### [PAGE EXCERPT]
··········

System Design: Google-Scale Search Autocomplete
Goal
Design a planet-scale autocomplete service for a search box that suggests completions as users type. Assume hundreds of millions of daily active users, multi-region deployments, and peak QPS in the high hundreds of thousands to millions.
Requirements
-
Functional
-
Return top-K ranked suggestions for a given prefix as the user types (K ≈ 5–10).
-
Support personalization (when permitted), multi-lingual input, and typo tolerance.
-
Highlight matched prefix; return metadata (type, score, reason codes) for observability.
-
Support admin operations (blocklist, pin/unpin, synonyms) and A/B experiments.
-
Non-Functional
-
Latency: p50 < 20 ms, p95 < 40 ms, p99 < 60 ms (service time, per region).
-
Throughput: up to 1M+ QPS globally.
-
Availability: 99.99% per region; active-active multi-region.
-
Relevance: high CTR/MRR; guardrails for safety and privacy.
-
Freshness: trending updates visible within minutes; full reindex daily.
-
External APIs
-
Suggest API (online, low-latency).
-
Events API (impressions, clicks, selections).
-
Admin API (blocklist, pinning, synonyms, feature flags).
-
Data Model
-
Suggestion terms/entities, language/locale, popularity stats, blocklists, ranking features.
-
Prefix index structure (e.g., weighted FST) plus overlays for deltas.
-
Architecture
-
Online serving: edge → API → caches → prefix lookup engine → ranker → response.
-
Offline/nearline pipelines: logs → ETL → aggregation → model training → index build → publish snapshots and deltas.
-
Core Design Topics to Cover
-
Prefix lookup structures (trie, FST, inverted index) and trade-offs.
-
Ranking signals and personalization.
-
Typo tolerance and multi-lingual support.
-
Freshness and incremental updates.
-
Caching strategy.
-
Sharding and replication.
-
Consistency model.
-
Monitoring/SLOs.
-
Privacy and abuse/spam mitigation.
-
Capacity planning.

··········

### [EXERCISE TASK 1]
Convert the listing, not the autocomplete design page, into a JSON list of strings with one string per line, leaving out any blank lines.
The autocomplete design page and the listing come from separate, unrelated sources.

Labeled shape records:
··········

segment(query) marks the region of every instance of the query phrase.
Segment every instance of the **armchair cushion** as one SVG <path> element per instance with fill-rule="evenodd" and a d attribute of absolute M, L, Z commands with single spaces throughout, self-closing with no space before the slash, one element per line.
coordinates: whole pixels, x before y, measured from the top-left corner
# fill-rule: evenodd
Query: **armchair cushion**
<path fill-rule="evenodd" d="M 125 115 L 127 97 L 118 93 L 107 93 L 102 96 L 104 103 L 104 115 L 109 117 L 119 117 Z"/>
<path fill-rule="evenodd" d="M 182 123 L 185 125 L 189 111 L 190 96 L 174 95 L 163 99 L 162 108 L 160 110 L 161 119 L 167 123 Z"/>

··········

### [EXERCISE TASK 2]
What p95 latency target does the autocomplete design page set?

### [TASK SOLUTION 1]
[
  "segment(query) marks the region of every instance of the query phrase.",
  "Segment every instance of the **armchair cushion** as one SVG <path> element per instance with fill-rule=\"evenodd\" and a d attribute of absolute M, L, Z commands with single spaces throughout, self-closing with no space before the slash, one element per line.",
  "coordinates: whole pixels, x before y, measured from the top-left corner",
  "# fill-rule: evenodd",
  "Query: **armchair cushion**",
  "<path fill-rule=\"evenodd\" d=\"M 125 115 L 127 97 L 118 93 L 107 93 L 102 96 L 104 103 L 104 115 L 109 117 L 119 117 Z\"/>",
  "<path fill-rule=\"evenodd\" d=\"M 182 123 L 185 125 L 189 111 L 190 96 L 174 95 L 163 99 L 162 108 L 160 110 L 161 119 L 167 123 Z\"/>"
]

### [TASK SOLUTION 2]
Less than 40 ms of service time per region.